*Source passage*
Hi Alex,

Yes, I hope kernel can disable SR-IOV and related VF resource allocation if the 
system BIOS is not SR-IOV capable.

Adding the parameter "pci=nosriov" sounds a doable solution, but it would need 
user to add this parameter manually, right? I think an automatic detection 
would be better. My patch is trying to auto detect and bypass VF resource 
allocation.


-Collins Cheng


-----Original Message-----
From: Alexander Duyck [mailto:alexander.du...@gmail.com] 
Sent: Friday, May 19, 2017 11:44 PM
To: Alex Williamson <alex.william...@redhat.com>
Cc: Cheng, Collins <collins.ch...@amd.com>; Bjorn Helgaas 
<bhelg...@google.com>; linux-...@vger.kernel.org; linux-kernel@vger.kernel.org; 
Deucher, Alexander <alexander.deuc...@amd.com>; Zytaruk, Kelly 
<kelly.zyta...@amd.com>; Yinghai Lu <ying...@kernel.org>
Subject: Re: [PATCH] PCI: Make SR-IOV capable GPU working on the SR-IOV 
incapable platform

On Mon, May 15, 2017 at 10:53 AM, Alex Williamson <alex.william...@redhat.com> 
wrote:
> On Mon, 15 May 2017 08:19:28 +0000
> "Cheng, Collins" <collins.ch...@amd.com> wrote:
>
>> Hi Williamson,
>>
>> We cannot assume BIOS supports SR-IOV, actually only newer server 
>> motherboard BIOS supports SR-IOV. Normal desktop motherboard BIOS or older 
>> server motherboard BIOS doesn't support SR-IOV. This issue would happen if 
>> an user plugs our AMD SR-IOV capable GPU card to a normal desktop 
>> motherboard.
>
> Servers should be supporting SR-IOV for a long time now.  What really 
> is there to a BIOS supporting SR-IOV anyway, it's simply reserving 
> sufficient bus number and MMIO resources such that we can enable the 
> VFs.  This process isn't exclusively reserved for the BIOS.  Some 
> platforms may choose to only initialize boot devices, leaving the rest 
> for the OS to program.  The initial proposal here to disable SR-IOV if 
> not programmed at OS hand-off disables even the possibility of the OS 
> reallocating resources for this device.

*Information given*
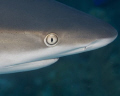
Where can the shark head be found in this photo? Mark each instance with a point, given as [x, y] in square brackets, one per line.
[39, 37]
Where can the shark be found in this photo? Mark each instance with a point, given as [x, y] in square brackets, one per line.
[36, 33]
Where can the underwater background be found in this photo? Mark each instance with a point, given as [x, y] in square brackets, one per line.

*Short task*
Reproduce the SR-IOV email above word for word, from "Adding the parameter" to "allocation.".

*Solution for this task*
Adding the parameter "pci=nosriov" sounds a doable solution, but it would need 
user to add this parameter manually, right? I think an automatic detection 
would be better. My patch is trying to auto detect and bypass VF resource 
allocation.